WRITTEN EXERCISE ::
Copy the material below word for word, keeping every line unchanged and in its original order.

DATASET ENTRIES ::
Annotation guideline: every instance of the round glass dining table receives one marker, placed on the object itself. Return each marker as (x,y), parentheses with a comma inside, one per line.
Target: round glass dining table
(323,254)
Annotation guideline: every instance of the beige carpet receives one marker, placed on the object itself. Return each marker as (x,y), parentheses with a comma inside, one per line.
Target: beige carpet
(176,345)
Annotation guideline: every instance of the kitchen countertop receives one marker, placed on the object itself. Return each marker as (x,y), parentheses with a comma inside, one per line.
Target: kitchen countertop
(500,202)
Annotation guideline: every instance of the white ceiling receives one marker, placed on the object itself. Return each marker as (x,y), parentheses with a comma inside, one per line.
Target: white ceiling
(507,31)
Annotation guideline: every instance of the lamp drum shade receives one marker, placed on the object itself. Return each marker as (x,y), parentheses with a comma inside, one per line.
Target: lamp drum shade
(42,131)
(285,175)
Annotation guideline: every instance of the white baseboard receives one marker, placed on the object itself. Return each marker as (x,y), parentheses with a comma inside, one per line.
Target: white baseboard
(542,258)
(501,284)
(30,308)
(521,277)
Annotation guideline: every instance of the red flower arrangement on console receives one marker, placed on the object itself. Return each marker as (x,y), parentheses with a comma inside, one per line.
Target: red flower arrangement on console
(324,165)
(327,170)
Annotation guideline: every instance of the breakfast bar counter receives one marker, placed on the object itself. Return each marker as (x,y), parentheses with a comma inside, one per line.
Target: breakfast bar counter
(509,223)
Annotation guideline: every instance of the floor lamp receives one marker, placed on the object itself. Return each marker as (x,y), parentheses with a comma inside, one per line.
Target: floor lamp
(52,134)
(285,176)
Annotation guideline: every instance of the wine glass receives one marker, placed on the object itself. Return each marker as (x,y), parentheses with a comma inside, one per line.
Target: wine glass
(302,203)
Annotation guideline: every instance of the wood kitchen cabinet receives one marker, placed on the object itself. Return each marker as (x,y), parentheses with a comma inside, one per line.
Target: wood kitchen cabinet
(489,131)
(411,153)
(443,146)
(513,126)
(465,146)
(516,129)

RESULT OF THIS TASK ::
Annotation guideline: every instance of the round glass dining table receives one marker, placed on the object itself. Return each marker as (x,y), parentheses with a comma inside, one per line.
Target: round glass dining table
(323,254)
Annotation guideline: every instance of the beige carpet receives one marker, placed on the object itself. Return each marker as (x,y), parentheses with a comma inside, one per line.
Target: beige carpet
(176,345)
Annotation guideline: every instance of the kitchen countertop receives one marker, placed on the object itself. Return each marker as (x,y), parentheses with a comma inside, one per line.
Target: kitchen countertop
(500,202)
Annotation guideline: every instance of the white ceiling receives one marker, placed on the object itself. Return each marker as (x,y), parentheses with a comma inside, one per line.
Target: white ceiling
(507,31)
Annotation guideline: every instance of the lamp drum shade receives one marker, placed on the object itself. Return each marker as (x,y), parentheses with a comma inside, one per line.
Target: lamp drum shade
(42,131)
(285,175)
Annotation guideline: every instance of the white baseboard receives one marker, placed on the object itself. Return each marker as (x,y), parentheses with a comma inside, one per line.
Target: white baseboard
(542,258)
(501,284)
(30,308)
(521,277)
Annotation guideline: every instance of the red flower arrangement on console receives one marker, placed on the object itself. Return each marker as (x,y), parentheses with a comma inside, one per line.
Target: red flower arrangement on console
(324,165)
(327,170)
Annotation guideline: every instance of the breakfast bar counter receives one marker, placed on the object itself. Return each marker as (x,y), parentheses with a comma inside, one per line.
Target: breakfast bar counter
(509,223)
Annotation guideline: every instance of the floor lamp receives one marker, placed on the object itself. Return each marker as (x,y), parentheses with a comma inside, one per line.
Target: floor lamp
(52,134)
(285,176)
Annotation guideline: every instance of the wine glass receives one marker, placed on the object itself. Return each marker as (x,y), parentheses with a comma inside, one per line.
Target: wine glass
(302,203)
Annotation guideline: every instance of the wood kitchen cabinet receives one marker, placed on the object itself. Return each marker as (x,y), parentheses with a comma inside, one per line.
Target: wood kitchen cabinet
(489,131)
(411,153)
(443,146)
(513,126)
(465,146)
(516,129)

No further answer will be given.